§ Task requirements
Quote the items word for word, from the line containing "of the green" through the line containing "[(249, 280)]", with both of those lines included. Omit the pictures.

________

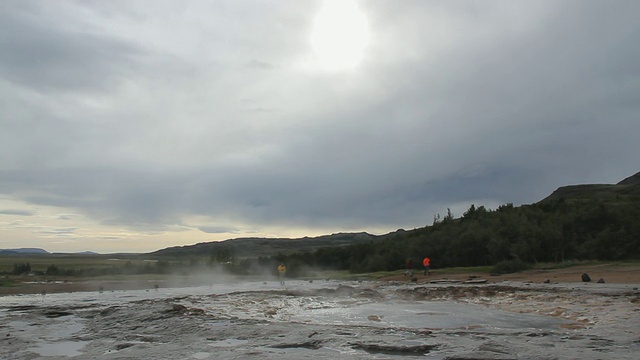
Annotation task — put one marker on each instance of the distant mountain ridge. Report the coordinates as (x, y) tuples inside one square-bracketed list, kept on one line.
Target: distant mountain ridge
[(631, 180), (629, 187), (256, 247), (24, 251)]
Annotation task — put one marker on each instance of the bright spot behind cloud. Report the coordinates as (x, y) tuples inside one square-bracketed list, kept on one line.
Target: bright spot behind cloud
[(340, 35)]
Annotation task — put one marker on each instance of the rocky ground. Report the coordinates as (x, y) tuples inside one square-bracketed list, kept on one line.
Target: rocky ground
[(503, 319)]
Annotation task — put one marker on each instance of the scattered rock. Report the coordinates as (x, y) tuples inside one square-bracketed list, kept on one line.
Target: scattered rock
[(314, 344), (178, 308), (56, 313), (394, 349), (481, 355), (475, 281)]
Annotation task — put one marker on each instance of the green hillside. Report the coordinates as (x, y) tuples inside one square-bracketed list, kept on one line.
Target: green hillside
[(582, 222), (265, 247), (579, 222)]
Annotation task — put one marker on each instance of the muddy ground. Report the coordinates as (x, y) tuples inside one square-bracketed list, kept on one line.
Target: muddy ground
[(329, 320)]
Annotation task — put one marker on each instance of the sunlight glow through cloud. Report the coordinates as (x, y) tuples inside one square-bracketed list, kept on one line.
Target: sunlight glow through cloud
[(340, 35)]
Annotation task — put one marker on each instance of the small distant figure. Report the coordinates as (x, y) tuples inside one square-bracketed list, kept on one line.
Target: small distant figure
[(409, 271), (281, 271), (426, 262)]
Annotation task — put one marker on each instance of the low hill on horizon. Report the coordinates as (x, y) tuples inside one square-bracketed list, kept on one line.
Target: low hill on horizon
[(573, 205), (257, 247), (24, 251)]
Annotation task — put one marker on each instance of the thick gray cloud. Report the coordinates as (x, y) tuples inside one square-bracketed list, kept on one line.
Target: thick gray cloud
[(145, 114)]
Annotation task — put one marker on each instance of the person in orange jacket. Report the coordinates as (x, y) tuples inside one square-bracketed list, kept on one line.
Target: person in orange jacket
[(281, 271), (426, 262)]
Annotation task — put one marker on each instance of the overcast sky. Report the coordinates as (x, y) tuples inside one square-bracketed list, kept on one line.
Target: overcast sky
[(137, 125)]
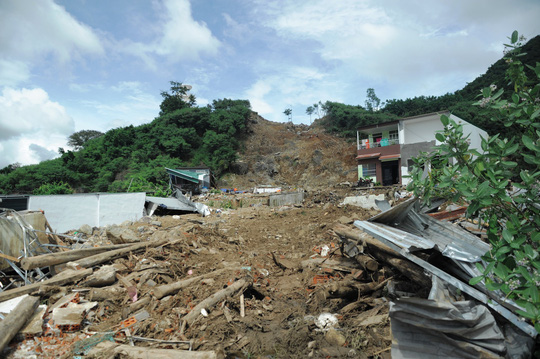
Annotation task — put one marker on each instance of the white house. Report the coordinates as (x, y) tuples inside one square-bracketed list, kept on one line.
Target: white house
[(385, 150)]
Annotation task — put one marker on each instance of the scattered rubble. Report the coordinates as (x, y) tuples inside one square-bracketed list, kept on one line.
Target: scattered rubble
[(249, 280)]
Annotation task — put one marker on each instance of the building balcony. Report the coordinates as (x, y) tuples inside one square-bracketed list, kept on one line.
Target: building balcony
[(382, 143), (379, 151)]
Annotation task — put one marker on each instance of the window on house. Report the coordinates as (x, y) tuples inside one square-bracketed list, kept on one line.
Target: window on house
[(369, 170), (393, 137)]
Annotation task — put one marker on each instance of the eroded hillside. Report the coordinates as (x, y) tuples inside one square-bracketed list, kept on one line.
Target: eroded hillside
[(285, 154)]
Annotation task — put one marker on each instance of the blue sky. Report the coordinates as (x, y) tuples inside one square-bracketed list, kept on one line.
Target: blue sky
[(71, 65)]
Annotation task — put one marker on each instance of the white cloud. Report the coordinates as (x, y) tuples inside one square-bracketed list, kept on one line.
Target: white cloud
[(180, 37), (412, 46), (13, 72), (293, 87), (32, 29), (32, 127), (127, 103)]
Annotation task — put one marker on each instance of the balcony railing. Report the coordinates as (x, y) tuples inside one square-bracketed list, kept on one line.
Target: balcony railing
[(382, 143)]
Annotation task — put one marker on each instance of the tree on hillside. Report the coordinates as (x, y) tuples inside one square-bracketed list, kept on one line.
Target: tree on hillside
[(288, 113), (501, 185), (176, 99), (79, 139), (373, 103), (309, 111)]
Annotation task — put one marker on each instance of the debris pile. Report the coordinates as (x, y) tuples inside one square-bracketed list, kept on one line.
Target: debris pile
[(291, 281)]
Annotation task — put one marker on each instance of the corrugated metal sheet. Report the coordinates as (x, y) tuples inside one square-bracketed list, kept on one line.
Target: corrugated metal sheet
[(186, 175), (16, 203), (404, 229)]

________

§ Answer to this task
Annotation task — put one marker on each instance of the green hillside. Report the coordinates as (x, y) tuples inside one square-bracketed list, kept on one line.
Target: green hillside
[(582, 222), (265, 247), (579, 222)]
Annotation task — put one marker on each instance of the muddy ground. Report the coordinates as (x, y) tuples inside one square-bracketed list, kept on one line.
Target: muddy ground
[(329, 320)]
Annotation task — put one marker on each instance of the sunlight glow through cloud. Report the coordinates as (x, y) tuples inside one square-bracketed list, kept on one line.
Target: sunlight glow through cloud
[(340, 35)]
Annotation task — put one marker on each instance of the small distant figure. Report the coordinates as (x, y) tuples inside one square-bracketed list, kept on one line.
Target: small distant figure
[(409, 271), (281, 271), (426, 262)]
Annotation task — put one marker on each instance of the low hill on horizon. Report the coordinates as (x, y) tuples inside one square-bracketed list, kept on one line.
Target: low hill on horizon
[(573, 205), (257, 247), (24, 251)]
Annotation task — put one marker on each instance of the thick gray cloud. Report the coordinates as (x, y) tuples inside one square-bracketed list, kept on one line.
Target: thick gray cloud
[(145, 114)]
Annotation task — put one marker on each instance of the person in orange jacket. Report the coordinates as (x, y) tuples inside one square-bracketed list, kept on one line.
Target: person in orange jacket
[(281, 271), (426, 262)]
Annotation task — put one marker on each instance of the overcast sky. Report the coordinates as (x, y) tuples inside one square-bracketed list, kept on one line.
Target: overcast sky
[(137, 125)]
Annotation task — put one marker on each instance of the white house. Report the coordinates as (x, y) tuples inside one square-bracketed list, kept on one line.
Target: white house
[(385, 150)]
Annotation task — put one marker on each instance of the scattered rubble. Report the coordinates as (x, y) tuples inside one square-bracketed list, kept on one line.
Target: scattered rubble
[(249, 280)]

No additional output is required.